§ WHAT THE TASK REQUIRES: Copy out the line containing "Return one point per instance of the helmet chin" and each line after it, through the last one in the material, exactly as written.

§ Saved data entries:

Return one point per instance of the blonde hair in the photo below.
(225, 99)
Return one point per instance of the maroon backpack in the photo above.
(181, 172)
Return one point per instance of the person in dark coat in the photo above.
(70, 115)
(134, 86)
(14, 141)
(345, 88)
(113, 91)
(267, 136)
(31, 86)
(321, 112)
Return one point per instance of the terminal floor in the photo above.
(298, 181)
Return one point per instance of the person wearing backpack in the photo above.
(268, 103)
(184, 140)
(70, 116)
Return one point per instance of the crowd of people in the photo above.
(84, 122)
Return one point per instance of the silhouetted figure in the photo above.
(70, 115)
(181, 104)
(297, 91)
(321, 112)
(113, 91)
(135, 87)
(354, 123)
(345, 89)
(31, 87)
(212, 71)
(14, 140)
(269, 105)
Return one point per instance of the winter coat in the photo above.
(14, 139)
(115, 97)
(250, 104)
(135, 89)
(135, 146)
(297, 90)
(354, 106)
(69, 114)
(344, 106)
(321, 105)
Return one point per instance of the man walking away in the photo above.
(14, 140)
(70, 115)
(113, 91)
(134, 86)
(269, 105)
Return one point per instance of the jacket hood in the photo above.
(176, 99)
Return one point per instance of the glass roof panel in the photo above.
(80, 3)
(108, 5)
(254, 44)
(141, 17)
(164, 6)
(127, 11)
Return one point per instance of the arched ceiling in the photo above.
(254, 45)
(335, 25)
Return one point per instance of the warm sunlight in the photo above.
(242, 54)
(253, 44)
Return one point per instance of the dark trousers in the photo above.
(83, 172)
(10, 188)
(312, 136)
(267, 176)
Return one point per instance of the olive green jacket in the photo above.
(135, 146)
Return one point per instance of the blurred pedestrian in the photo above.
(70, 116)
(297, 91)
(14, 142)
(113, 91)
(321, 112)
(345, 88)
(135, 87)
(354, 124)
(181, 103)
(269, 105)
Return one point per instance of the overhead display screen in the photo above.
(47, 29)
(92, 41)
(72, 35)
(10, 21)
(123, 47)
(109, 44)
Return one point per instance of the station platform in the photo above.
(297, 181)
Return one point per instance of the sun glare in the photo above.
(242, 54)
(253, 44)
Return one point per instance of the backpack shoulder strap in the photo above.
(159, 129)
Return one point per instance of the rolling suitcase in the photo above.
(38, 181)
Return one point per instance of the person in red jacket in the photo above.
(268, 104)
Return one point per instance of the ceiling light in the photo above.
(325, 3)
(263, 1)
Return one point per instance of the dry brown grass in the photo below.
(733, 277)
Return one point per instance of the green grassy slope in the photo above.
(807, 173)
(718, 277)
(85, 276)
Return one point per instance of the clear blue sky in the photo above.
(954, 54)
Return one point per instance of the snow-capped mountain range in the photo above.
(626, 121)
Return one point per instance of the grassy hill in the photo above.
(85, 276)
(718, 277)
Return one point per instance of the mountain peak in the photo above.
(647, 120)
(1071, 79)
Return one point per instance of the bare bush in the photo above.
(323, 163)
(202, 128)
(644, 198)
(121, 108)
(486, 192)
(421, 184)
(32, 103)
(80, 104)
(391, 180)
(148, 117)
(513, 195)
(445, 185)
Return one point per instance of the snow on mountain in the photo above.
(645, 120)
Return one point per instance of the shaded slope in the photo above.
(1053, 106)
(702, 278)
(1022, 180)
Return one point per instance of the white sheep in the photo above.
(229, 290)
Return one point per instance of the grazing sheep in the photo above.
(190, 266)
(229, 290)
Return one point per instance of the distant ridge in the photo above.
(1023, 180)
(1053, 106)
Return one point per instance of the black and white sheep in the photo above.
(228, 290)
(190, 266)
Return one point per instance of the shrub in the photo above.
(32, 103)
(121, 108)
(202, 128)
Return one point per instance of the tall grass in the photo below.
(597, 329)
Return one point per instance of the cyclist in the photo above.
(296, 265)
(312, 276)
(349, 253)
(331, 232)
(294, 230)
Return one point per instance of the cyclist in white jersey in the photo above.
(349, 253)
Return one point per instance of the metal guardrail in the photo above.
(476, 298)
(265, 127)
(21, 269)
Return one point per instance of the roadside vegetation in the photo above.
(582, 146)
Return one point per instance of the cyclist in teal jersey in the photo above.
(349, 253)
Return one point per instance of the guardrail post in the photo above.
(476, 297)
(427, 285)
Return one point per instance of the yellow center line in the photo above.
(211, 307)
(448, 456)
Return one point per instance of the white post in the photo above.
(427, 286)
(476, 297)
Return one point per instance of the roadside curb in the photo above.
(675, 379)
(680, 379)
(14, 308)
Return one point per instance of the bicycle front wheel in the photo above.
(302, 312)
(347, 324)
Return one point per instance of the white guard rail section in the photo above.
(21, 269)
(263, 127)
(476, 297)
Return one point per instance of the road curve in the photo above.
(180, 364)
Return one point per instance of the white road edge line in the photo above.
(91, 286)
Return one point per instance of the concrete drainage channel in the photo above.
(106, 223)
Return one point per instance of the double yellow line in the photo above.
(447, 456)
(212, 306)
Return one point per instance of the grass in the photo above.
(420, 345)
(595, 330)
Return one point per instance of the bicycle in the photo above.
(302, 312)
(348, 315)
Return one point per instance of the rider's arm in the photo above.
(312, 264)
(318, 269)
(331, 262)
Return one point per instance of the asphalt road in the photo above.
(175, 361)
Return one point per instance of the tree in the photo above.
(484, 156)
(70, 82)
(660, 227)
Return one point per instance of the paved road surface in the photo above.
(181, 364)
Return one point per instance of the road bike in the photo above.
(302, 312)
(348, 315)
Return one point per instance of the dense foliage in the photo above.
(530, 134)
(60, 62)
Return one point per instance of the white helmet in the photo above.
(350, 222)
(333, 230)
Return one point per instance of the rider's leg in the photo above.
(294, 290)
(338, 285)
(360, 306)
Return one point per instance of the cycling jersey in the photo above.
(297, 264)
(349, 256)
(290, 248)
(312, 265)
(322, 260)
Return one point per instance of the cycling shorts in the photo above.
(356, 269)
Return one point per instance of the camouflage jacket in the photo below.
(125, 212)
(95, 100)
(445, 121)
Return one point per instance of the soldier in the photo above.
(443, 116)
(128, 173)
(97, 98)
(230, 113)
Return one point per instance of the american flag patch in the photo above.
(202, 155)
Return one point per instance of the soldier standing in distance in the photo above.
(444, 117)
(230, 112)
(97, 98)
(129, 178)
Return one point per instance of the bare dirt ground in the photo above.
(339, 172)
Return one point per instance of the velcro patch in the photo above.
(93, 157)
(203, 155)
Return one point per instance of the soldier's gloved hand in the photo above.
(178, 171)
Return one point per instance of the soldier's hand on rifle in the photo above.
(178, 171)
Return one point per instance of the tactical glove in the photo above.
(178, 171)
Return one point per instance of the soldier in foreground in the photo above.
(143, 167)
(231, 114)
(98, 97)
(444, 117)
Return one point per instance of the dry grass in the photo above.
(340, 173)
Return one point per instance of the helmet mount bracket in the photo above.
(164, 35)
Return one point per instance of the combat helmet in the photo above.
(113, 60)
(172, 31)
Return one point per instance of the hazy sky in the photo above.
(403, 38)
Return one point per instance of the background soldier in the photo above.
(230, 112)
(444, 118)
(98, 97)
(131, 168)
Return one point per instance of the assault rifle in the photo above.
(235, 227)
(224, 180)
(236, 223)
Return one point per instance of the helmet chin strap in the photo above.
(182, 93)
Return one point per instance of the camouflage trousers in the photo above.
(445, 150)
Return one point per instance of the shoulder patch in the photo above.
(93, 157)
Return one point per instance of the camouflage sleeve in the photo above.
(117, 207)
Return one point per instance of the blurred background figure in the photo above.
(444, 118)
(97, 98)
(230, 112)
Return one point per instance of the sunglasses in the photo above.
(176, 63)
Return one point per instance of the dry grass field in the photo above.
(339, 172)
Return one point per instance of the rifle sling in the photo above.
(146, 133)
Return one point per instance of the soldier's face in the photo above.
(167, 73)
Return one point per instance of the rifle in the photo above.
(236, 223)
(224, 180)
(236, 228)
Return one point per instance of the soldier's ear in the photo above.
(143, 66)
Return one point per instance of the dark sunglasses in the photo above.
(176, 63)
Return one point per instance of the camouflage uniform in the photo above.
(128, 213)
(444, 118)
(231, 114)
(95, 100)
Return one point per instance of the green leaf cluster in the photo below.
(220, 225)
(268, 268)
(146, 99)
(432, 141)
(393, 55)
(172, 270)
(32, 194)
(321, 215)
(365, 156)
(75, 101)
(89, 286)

§ RESULT OF THIS TASK:
Return one point per instance of the helmet chin strap in the photo above.
(182, 93)
Return one point per instance of the camouflage trousers in the photo above.
(445, 150)
Return one point per instance of the shoulder patch in the photo above.
(93, 157)
Return one point per instance of the camouflage sleeve in the photo above.
(117, 207)
Return one point per instance of the blurred background figure in the photo above.
(444, 118)
(97, 98)
(230, 112)
Return one point per instance of the sunglasses in the photo above.
(176, 63)
Return one point per instance of the dry grass field in the photo above.
(339, 172)
Return one point per instance of the rifle sling in the photo above.
(146, 133)
Return one point per instance of the soldier's face in the photo above.
(167, 73)
Return one point per instance of the rifle in the photo above.
(236, 223)
(224, 180)
(236, 228)
Return one point per instance of the soldier's ear in the photo above.
(143, 66)
Return one point per instance of the dark sunglasses in the photo above.
(176, 63)
Return one point per instance of the camouflage uniform in the photo above.
(128, 213)
(444, 118)
(231, 114)
(95, 100)
Return one point per instance of the green leaf cluster in the photo below.
(220, 225)
(268, 268)
(146, 99)
(432, 141)
(393, 55)
(172, 270)
(32, 194)
(321, 215)
(365, 156)
(75, 101)
(89, 286)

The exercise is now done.